Extrait choisi:

Dans ce cadre de recherche, les travaux pilotés par le département IDMIT (UMR1184/ImVa) et publiés dans Frontiers in Immunology, ont porté sur l'étude de la réponse immunitaire innée et adaptative dans le sperme de primates non humains infectés par une souche spécifique du virus de l'immunodéficience simienne (SIVmac251). Ce modèle d'étude simien d'infection est le modèle le plus proche de l'infection pathogène par le VIH chez l'Homme.
Pour cela, les chercheurs ont analysé la dynamique de la charge virale au niveau du liquide séminal, les niveaux de cytokines, la réponse anticorps spécifique au VISb, et les niveaux de lymphocytes T (CD8+) pendant les phases d'infection aiguë et chronique.
L'infection par le VIS a induit un état inflammatoire global dans le liquide séminal. Plusieurs molécules pro-inflammatoires (IL-8, IL-15, IL-18, IFN-γ, IP-10 et CCL-5) ainsi que les molécules immuno-modulatrices IL-13 ont présenté des taux plus élevés pendant l'infection primaire par rapport aux primates non infectés. Cet environnement inflammatoire permettrait de recruter des cellules cibles et moduler les cellules immunitaires. La preuve expérimentale a été fournie d'un niveau élevé de lymphocytes T CD69+ CD8+ activées préexistantes dans le tractus génital mâle, qui est encore plus élevé lors de l'infection par le VIS.
En parallèle, a été observé une augmentation sensible des lymphocytes T CCR5+ CXCR3+ CD8+, phénomène typique d'un phénotype Tc1, ce qui est cohérent avec la capacité de ces cellules à migrer vers des tissus inflammatoires.
Dans une majorité des primates infectés, des anticorps se liant au récepteur FcγRIIIa dans le sperme ont été détectés, révélateurs de la mise en place d'un phénomène de cytotoxicité à médiation cellulaire dépendante des anticorps. Il est intéressant de noter que l'activité de liaison à FcγRIIIa dans le sperme est positivement corrélée aux titres d'anticorps spécifiques au VIS et à la charge virale séminale.

Matériel fourni:
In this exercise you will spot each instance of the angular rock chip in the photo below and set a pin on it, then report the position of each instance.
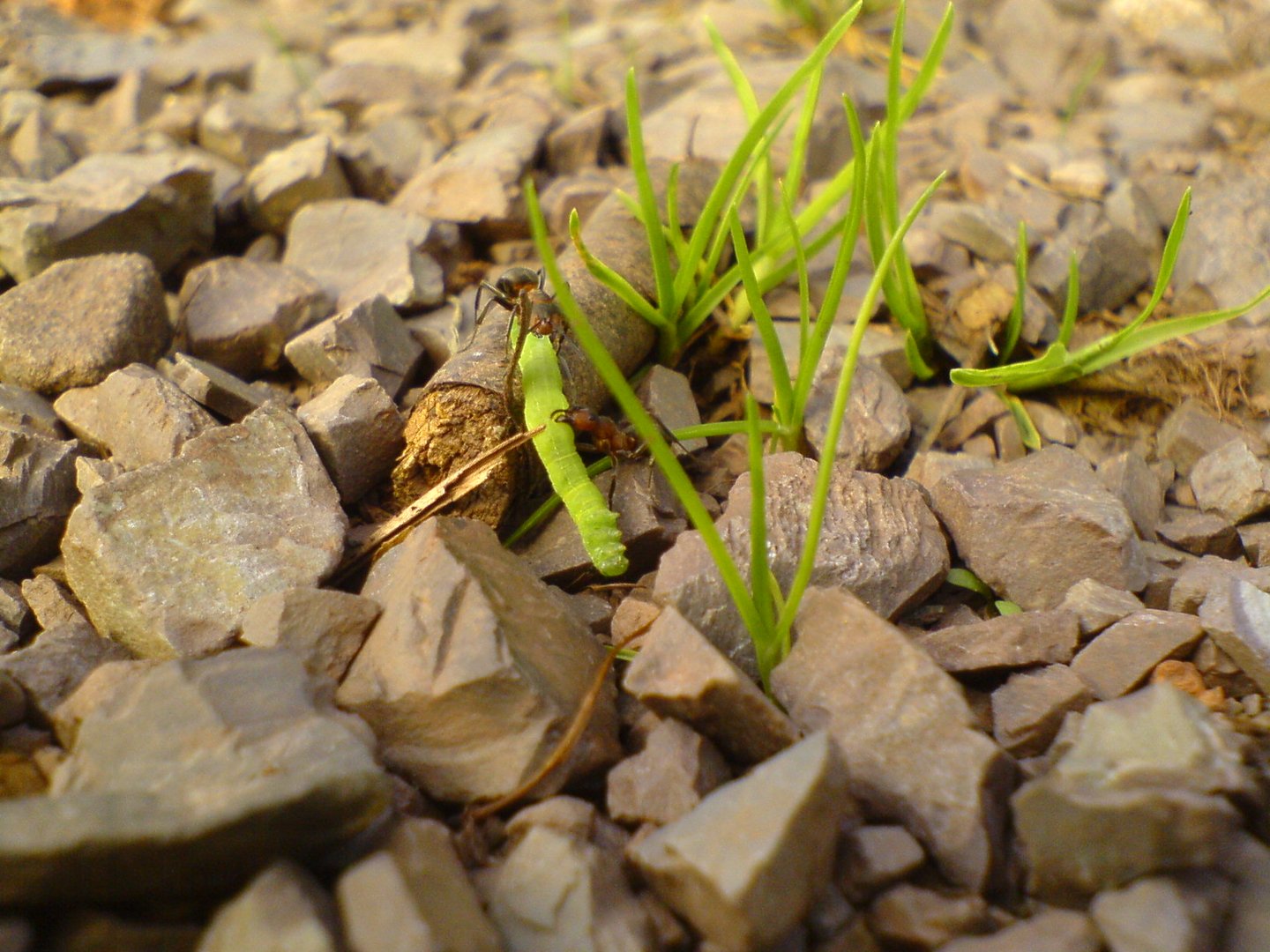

Consignes:
1 > Remplacez « liquide séminal » par « plasma séminal » dans le passage de l'extrait sur la réponse immunitaire au VIS qui va de « Dans ce cadre » jusqu'à « aiguë et chronique. », puis recopiez ce passage.
2 > Selon l'extrait sur la réponse immunitaire au VIS, dans quelle revue les travaux du département IDMIT ont-ils été publiés ?
Le matériel ne joue ici aucun rôle.

Corrigé:
1 >
Dans ce cadre de recherche, les travaux pilotés par le département IDMIT (UMR1184/ImVa) et publiés dans Frontiers in Immunology, ont porté sur l'étude de la réponse immunitaire innée et adaptative dans le sperme de primates non humains infectés par une souche spécifique du virus de l'immunodéficience simienne (SIVmac251). Ce modèle d'étude simien d'infection est le modèle le plus proche de l'infection pathogène par le VIH chez l'Homme.
Pour cela, les chercheurs ont analysé la dynamique de la charge virale au niveau du plasma séminal, les niveaux de cytokines, la réponse anticorps spécifique au VISb, et les niveaux de lymphocytes T (CD8+) pendant les phases d'infection aiguë et chronique.

2 > Dans Frontiers in Immunology.